> **Aim**
Write out the data again from the line with "Sample: x=831, y=537." up to and including the line with "x=408, y=472", with every answer coordinate increased by 148. Keep all other lines the same, including the coordinates after "Sample:".

Excerpts of location labeling data
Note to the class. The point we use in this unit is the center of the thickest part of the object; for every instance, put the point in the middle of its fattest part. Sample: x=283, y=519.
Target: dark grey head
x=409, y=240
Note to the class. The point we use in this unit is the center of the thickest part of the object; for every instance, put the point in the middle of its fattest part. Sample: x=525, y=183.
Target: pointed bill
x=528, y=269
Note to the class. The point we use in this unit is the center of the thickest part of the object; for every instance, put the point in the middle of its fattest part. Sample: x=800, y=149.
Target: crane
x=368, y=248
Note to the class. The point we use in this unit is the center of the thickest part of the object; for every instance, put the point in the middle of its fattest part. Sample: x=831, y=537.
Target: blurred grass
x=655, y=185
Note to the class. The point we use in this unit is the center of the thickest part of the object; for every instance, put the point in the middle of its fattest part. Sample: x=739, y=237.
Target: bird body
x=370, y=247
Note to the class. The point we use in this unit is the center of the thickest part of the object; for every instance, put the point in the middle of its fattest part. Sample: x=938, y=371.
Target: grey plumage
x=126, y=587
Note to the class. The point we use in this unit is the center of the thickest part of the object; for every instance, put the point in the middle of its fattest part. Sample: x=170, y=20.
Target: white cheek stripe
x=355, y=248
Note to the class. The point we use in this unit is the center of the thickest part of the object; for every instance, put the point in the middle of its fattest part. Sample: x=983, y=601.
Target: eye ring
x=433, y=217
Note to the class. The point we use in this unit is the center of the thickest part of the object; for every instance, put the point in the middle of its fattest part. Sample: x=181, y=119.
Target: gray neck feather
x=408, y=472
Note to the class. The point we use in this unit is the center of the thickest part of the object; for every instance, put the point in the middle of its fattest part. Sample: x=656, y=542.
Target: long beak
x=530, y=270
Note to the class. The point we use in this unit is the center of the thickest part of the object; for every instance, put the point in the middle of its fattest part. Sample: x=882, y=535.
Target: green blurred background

> **Task solution**
Note to the class. The point we use in this unit is the center of the thickest part of the object; for every instance, put the point in the middle of its fattest part. Sample: x=831, y=537.
Target: blurred grass
x=803, y=333
Note to the class. The point we use in this unit is the center of the thickest part of the object; for every instance, put the point in the middle of its fattest part. Sample: x=739, y=237.
Target: bird body
x=518, y=395
Note to the class. The point we use in this unit is the center of the thickest part of the object; for every instance, put the point in the middle of its fattest part. Sample: x=938, y=371.
Target: grey plumage
x=274, y=735
Note to the class. The point we use in this unit is the center of the thickest part of the object; for every instance, put the point in the middle of its fattest part. Sample: x=170, y=20.
Target: white cheek stripe
x=503, y=396
Note to the class. The point we use in this unit is the center of the thickest part of the object; for every instance, put the point in the middle of its fattest part. Sample: x=983, y=601.
Target: eye ring
x=581, y=365
Note to the class. The point we use in this unit is the center of the thickest part of the object; for every instance, put the point in the middle of its fattest part. Sample: x=181, y=119.
Target: gray neck feather
x=556, y=620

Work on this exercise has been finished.